Copy out every row below word for word, leaving the pictures out.

Pointing data excerpts
====

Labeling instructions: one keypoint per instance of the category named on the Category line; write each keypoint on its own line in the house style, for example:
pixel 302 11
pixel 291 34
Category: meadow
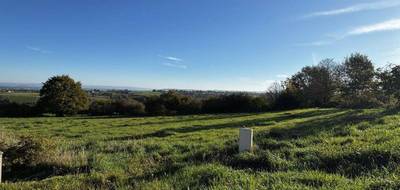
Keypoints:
pixel 299 149
pixel 20 97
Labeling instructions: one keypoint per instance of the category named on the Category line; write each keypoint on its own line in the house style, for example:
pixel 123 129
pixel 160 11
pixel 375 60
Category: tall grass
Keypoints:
pixel 300 149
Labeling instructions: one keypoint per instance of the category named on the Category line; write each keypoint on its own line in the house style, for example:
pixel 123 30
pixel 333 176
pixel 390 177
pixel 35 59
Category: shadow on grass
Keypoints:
pixel 40 171
pixel 336 123
pixel 283 117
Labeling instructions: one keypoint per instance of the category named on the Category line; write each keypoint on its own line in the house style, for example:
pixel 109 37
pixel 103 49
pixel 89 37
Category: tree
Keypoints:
pixel 359 74
pixel 316 85
pixel 389 81
pixel 357 82
pixel 63 96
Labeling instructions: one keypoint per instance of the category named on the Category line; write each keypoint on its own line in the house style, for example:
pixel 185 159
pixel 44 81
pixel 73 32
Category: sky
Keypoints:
pixel 240 45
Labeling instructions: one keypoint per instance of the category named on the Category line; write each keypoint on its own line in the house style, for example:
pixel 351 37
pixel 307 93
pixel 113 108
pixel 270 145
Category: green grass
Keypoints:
pixel 300 149
pixel 20 97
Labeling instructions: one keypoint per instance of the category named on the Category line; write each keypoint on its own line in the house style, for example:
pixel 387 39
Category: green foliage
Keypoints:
pixel 316 85
pixel 298 149
pixel 390 81
pixel 63 96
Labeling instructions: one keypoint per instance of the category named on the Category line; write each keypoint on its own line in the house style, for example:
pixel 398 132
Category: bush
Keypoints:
pixel 63 96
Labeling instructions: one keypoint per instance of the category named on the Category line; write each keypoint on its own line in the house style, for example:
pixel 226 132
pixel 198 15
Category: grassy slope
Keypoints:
pixel 20 97
pixel 301 149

====

Written response
Labeling instructions: one keypoint per instance of the category named on the Category line; write each keypoint on its own line in the house style, for example:
pixel 302 11
pixel 291 34
Category: meadow
Keypoints:
pixel 299 149
pixel 20 97
Labeling instructions: one keypoint per instance of the category named on the Category line; write each keypoint on its own line in the house style, for example:
pixel 123 129
pixel 160 11
pixel 375 60
Category: tall grass
Keypoints:
pixel 300 149
Labeling instructions: one keypoint per instance of the category named on the Category line; write each keypoint on its own line in the house style, for example:
pixel 123 30
pixel 333 176
pixel 390 177
pixel 35 59
Category: shadow on grass
Keypoints:
pixel 40 171
pixel 336 123
pixel 283 117
Labeling instructions: one keypoint per instance of the category named on the Category line; write each keypoint on its own line in the house style, for example:
pixel 109 37
pixel 103 49
pixel 89 37
Category: tree
Keypoints:
pixel 359 74
pixel 316 85
pixel 389 81
pixel 357 82
pixel 63 96
Labeling instructions: one keypoint per instance of the category named on the Category line; write each keypoint on its own line in the house style, for example:
pixel 185 159
pixel 44 81
pixel 73 32
Category: sky
Keypoints:
pixel 240 45
Labeling instructions: one keypoint per instance of the category named on the Category line; write each keypoint on its own line in the house style, for example:
pixel 351 37
pixel 307 93
pixel 113 108
pixel 270 145
Category: green grass
Keypoints:
pixel 300 149
pixel 20 97
Labeling instructions: one keypoint per instance of the category named on the Category line; write each keypoint on its own line in the house style, for example:
pixel 387 39
Category: green foliage
Keypoints:
pixel 316 85
pixel 298 149
pixel 390 81
pixel 63 96
Labeling instructions: one keypoint per instance of the category named on the Category line; write each keypoint on its own line in the house style, for example:
pixel 398 132
Category: bush
Keypoints:
pixel 63 96
Labeling instructions: one keypoint per instance of the category named on the Category line; write each keypoint on its own line in the house style, for example:
pixel 226 132
pixel 198 15
Category: grassy slope
Keypoints:
pixel 20 97
pixel 301 149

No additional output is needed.